─── Data for the task ───

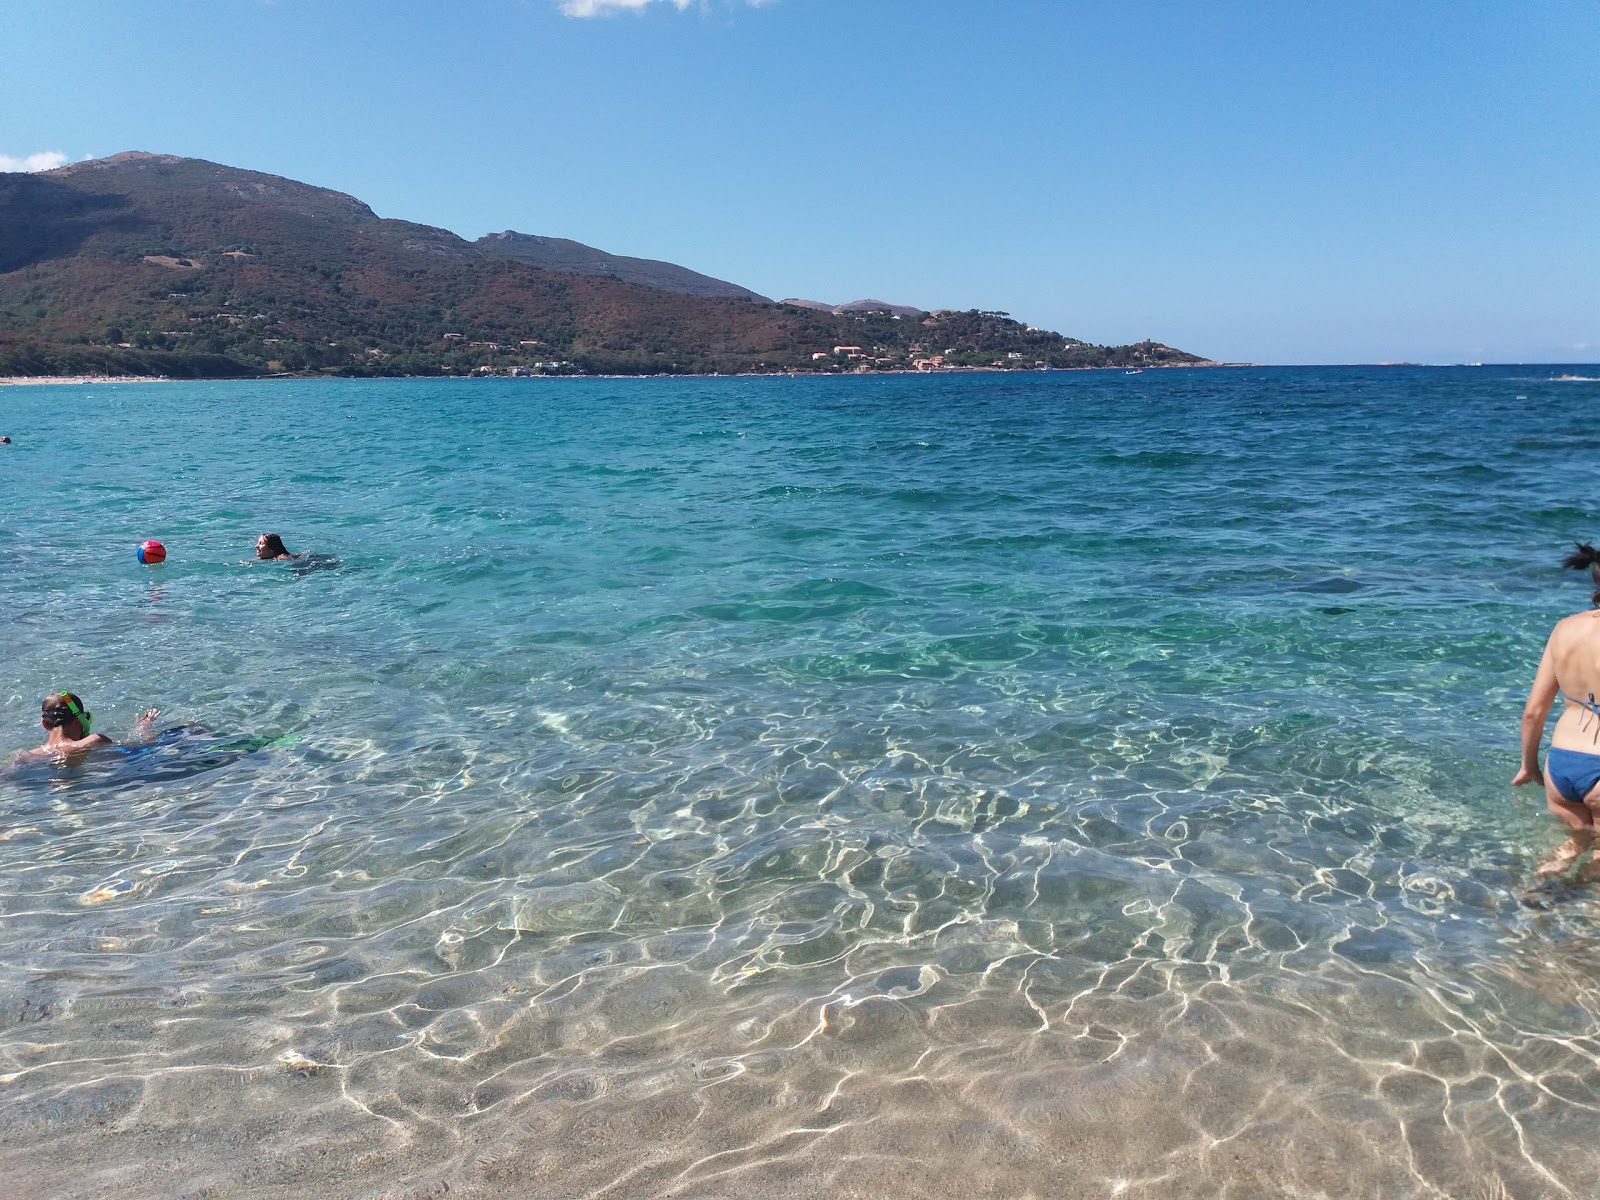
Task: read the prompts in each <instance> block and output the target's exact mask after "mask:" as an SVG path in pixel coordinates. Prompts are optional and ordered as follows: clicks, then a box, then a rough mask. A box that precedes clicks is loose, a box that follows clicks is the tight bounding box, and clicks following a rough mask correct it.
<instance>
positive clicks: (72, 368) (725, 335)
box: [0, 154, 1200, 378]
mask: <svg viewBox="0 0 1600 1200" xmlns="http://www.w3.org/2000/svg"><path fill="white" fill-rule="evenodd" d="M498 242H499V245H498V246H496V253H486V251H485V248H483V245H482V243H477V245H475V243H470V242H466V240H462V238H459V237H456V235H454V234H451V232H448V230H443V229H434V227H430V226H419V224H413V222H408V221H394V219H384V218H379V216H376V214H374V213H373V211H371V210H370V208H368V206H366V205H365V203H362V202H360V200H355V198H354V197H349V195H342V194H339V192H331V190H326V189H320V187H312V186H307V184H299V182H294V181H291V179H280V178H277V176H270V174H261V173H256V171H242V170H235V168H230V166H221V165H218V163H210V162H203V160H197V158H176V157H170V155H149V154H122V155H114V157H112V158H98V160H91V162H86V163H75V165H72V166H64V168H59V170H56V171H48V173H43V174H0V374H75V373H101V371H106V373H115V374H168V376H211V378H226V376H235V374H269V373H328V374H445V373H456V374H459V373H533V371H539V373H621V374H640V373H672V374H680V373H744V371H848V370H867V368H872V370H898V368H904V370H912V368H915V366H917V363H920V365H922V368H923V370H930V368H934V370H938V368H950V366H987V365H994V363H1000V365H1005V366H1010V368H1034V366H1134V365H1139V366H1142V365H1165V363H1174V365H1176V363H1194V362H1200V360H1198V358H1197V357H1195V355H1190V354H1184V352H1181V350H1173V349H1170V347H1166V346H1162V344H1158V342H1141V344H1136V346H1117V347H1107V346H1090V344H1086V342H1080V341H1074V339H1070V338H1062V336H1061V334H1056V333H1048V331H1042V330H1032V328H1027V326H1026V325H1022V323H1019V322H1014V320H1011V318H1010V317H1006V315H1005V314H981V312H939V314H917V315H904V314H890V312H885V310H869V312H838V314H834V312H824V310H816V309H808V307H798V306H792V304H771V302H766V301H762V299H758V298H754V293H752V294H750V296H744V294H693V293H688V291H682V290H667V286H646V285H645V283H638V282H629V280H624V278H616V277H614V274H606V270H605V267H608V266H614V264H616V262H635V264H645V266H646V267H650V269H670V270H658V272H656V275H658V280H656V282H658V285H659V283H662V280H667V282H670V280H678V282H682V280H683V278H685V277H688V278H690V282H694V280H707V277H704V275H696V274H694V272H688V270H686V269H682V267H674V266H672V264H653V262H648V261H645V259H619V258H616V256H606V254H603V253H602V251H592V254H595V256H598V258H595V259H590V262H592V264H597V267H595V269H598V270H602V274H574V272H578V270H581V267H582V259H584V256H581V254H578V253H576V251H570V248H571V246H578V243H558V240H554V238H552V240H547V242H550V243H558V245H557V248H558V250H563V253H566V261H563V264H562V269H560V270H554V269H546V267H539V266H533V264H530V262H522V261H517V259H515V258H509V256H507V254H506V253H502V251H504V250H506V248H515V240H512V238H499V240H498ZM536 242H539V240H538V238H534V240H531V242H525V243H522V246H523V248H528V246H531V245H533V243H536ZM579 250H582V251H589V248H587V246H581V248H579ZM674 272H682V275H675V274H674ZM707 283H710V285H720V282H718V280H707ZM696 286H701V285H698V283H696ZM722 286H723V288H734V290H736V291H742V290H738V288H736V285H722ZM838 347H843V349H838Z"/></svg>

───

# What you are asked to do
Where a line of the data above includes the string "instance", pull it out.

# Your response
Task: read the prompts in each <instance> block and output the target's exact mask after "mask:" as an SVG path in pixel coordinates. Prompts are optional and ordered as follows: clicks, then a box, then a rough mask. A box that precedes clicks is loose, a box that follows clicks is the tight bounding box, and clicks following a rough mask correct it.
<instance>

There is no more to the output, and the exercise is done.